页面 »
● ● ●
胡迪是2012年被上海音乐学院音乐剧系提前录取的,入学前,胡迪对音乐剧的了解仅限于《悲惨世界》《猫》之类的经典作品。“虽然很早就确定了要走艺术道路,但具体是学歌剧、播音还是其他什么专业还没有选定。”胡迪回忆,高考前的一堂大师课,让他一下子对音乐剧的唱法和特点入了迷,“音乐剧唱法非常灵活,角色是什么样的声音,演员就用什么样的声音去表达,它既可以是r&b、摇滚,也可以是说唱、流行,一切都是为了角色服务,这种多变性非常吸引我”。
大一时,胡迪就被选为音乐剧《楼兰》b组卡司的男一号。从入学至今,10年的时间里,他已经出演了将近20个作品,大部分都是男一号。不过胡迪很谦虚,他说这是运气好,因为形象和个人气质比较偏男一号。“即便是小角色,我也演得很开心,因为没有小角色,只有小演员。”
● ● ●
数据部分 »
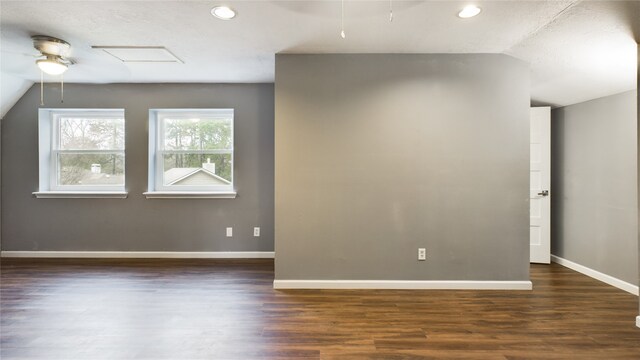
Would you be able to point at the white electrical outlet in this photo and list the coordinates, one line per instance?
(422, 254)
● ● ●
练习说明 »
a) 根据关于胡迪的页面,他大一时被选为哪部音乐剧b组卡司的男一号?
b) 请从关于胡迪的页面最后一句之后接着续写。

各题答案 »
a) 音乐剧《楼兰》。

b)
最近艺海剧院演出的音乐剧《沉默的真相》中,胡迪扮演的男一号江阳得到了观众的认可,有观众表扬他的演唱情感饱满,感情真挚。江阳是一个非常复杂的人物,身处黑暗,心向光明,最终献祭了生命维护心中的正义。
为了演好江阳,胡迪做了很多案头工作。“他是一个有原型的角色,音乐剧剧本的信息量是不够的。所以我通过看书、看剧、看相关资料来补足人物的框架,然后加入自己的理解,这样再和音乐剧剧本台词结合起来塑造江阳,感觉就对了——他是一个小人物,所以他能让人产生共情,但他做了一件不平凡的事,所以他能让人感动。”为了更加贴近这个人物,胡迪瘦身60斤,才达到自己满意的状态。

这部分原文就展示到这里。